EXERCISE DESCRIPTION.
Convert these records into a two-column CSV headed text and answer, with one row per record. Put each record's text and its answer in its own double-quoted field, replacing line breaks with spaces.

(Point annotation records)
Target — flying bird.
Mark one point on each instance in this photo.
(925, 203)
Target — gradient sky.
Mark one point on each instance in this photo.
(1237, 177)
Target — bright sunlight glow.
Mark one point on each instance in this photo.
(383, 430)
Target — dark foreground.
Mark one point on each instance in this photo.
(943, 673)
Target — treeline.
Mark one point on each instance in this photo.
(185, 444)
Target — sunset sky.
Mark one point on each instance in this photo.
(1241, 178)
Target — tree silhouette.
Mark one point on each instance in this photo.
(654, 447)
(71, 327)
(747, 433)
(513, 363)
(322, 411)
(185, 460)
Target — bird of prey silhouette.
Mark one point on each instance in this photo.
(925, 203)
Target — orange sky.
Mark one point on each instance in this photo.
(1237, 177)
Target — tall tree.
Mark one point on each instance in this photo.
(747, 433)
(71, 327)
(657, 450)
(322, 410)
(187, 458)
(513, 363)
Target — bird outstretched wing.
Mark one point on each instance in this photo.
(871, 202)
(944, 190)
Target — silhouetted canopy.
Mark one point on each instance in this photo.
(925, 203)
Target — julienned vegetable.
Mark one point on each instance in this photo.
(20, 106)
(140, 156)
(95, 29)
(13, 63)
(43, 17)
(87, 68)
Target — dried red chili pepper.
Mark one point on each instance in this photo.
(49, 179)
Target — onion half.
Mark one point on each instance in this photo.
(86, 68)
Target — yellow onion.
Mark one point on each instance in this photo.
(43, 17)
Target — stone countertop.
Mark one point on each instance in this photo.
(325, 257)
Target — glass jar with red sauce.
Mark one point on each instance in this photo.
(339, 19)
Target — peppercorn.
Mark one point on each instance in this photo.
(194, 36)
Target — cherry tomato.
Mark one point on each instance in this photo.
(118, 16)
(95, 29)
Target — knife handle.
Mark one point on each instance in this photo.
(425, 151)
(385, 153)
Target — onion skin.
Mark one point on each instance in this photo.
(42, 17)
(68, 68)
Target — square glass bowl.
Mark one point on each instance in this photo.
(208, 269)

SOLUTION.
text,answer
"Target — flying bird. Mark one point on each instance in this photo.","(925, 203)"
"Target — gradient sky. Mark one point on each instance in this photo.","(1237, 177)"
"Target — bright sunlight glow. Mark one point on each instance in this photo.","(383, 430)"
"Target — dark foreground. Mark one point on each instance in this photo.","(943, 673)"
"Target — treeline. Mark one point on each instance in this photo.","(185, 444)"
"Target — sunset sky. Mark one point on each instance in this photo.","(1241, 178)"
"Target — tree silhouette. Mark one point on each instance in this photo.","(654, 447) (71, 327) (747, 433) (513, 363) (322, 411) (185, 460)"
"Target — bird of prey silhouette. Mark one point on each instance in this photo.","(925, 203)"
"Target — orange sky. Mark one point on each instance in this photo.","(1237, 177)"
"Target — tall tree. Mark one point on each instance in this photo.","(747, 433) (71, 327) (657, 450) (322, 410) (187, 458) (513, 363)"
"Target — bird outstretched wing. Mark one point on each instance in this photo.","(871, 202) (944, 190)"
"Target — silhouetted canopy. Mark one point on each instance in this photo.","(925, 203)"
"Target — julienned vegetable. Mark one point on each instance in this photo.","(20, 106) (140, 156) (95, 29) (13, 63) (43, 17) (87, 68)"
"Target — dried red chili pepper. Mark one point on each instance in this photo.","(49, 179)"
"Target — onion half. Mark one point on each instance in this photo.","(86, 68)"
"Target — yellow onion. Mark one point on each instance in this photo.","(43, 17)"
"Target — stone countertop. Mark one point on each instance in this photo.","(325, 257)"
"Target — glass jar with red sauce. Mark one point on each instance in this photo.","(339, 19)"
"Target — peppercorn. Mark one point on each instance in this photo.","(194, 36)"
"Target — cherry tomato. Mark one point on each instance in this photo.","(118, 16) (95, 29)"
"Target — knife handle. Mark one point on each instance in this photo.","(425, 151) (385, 153)"
"Target — onion skin. Mark one point on each instance in this photo.","(42, 17) (68, 68)"
"Target — square glass bowl. Mark one point on each instance in this photo.","(208, 269)"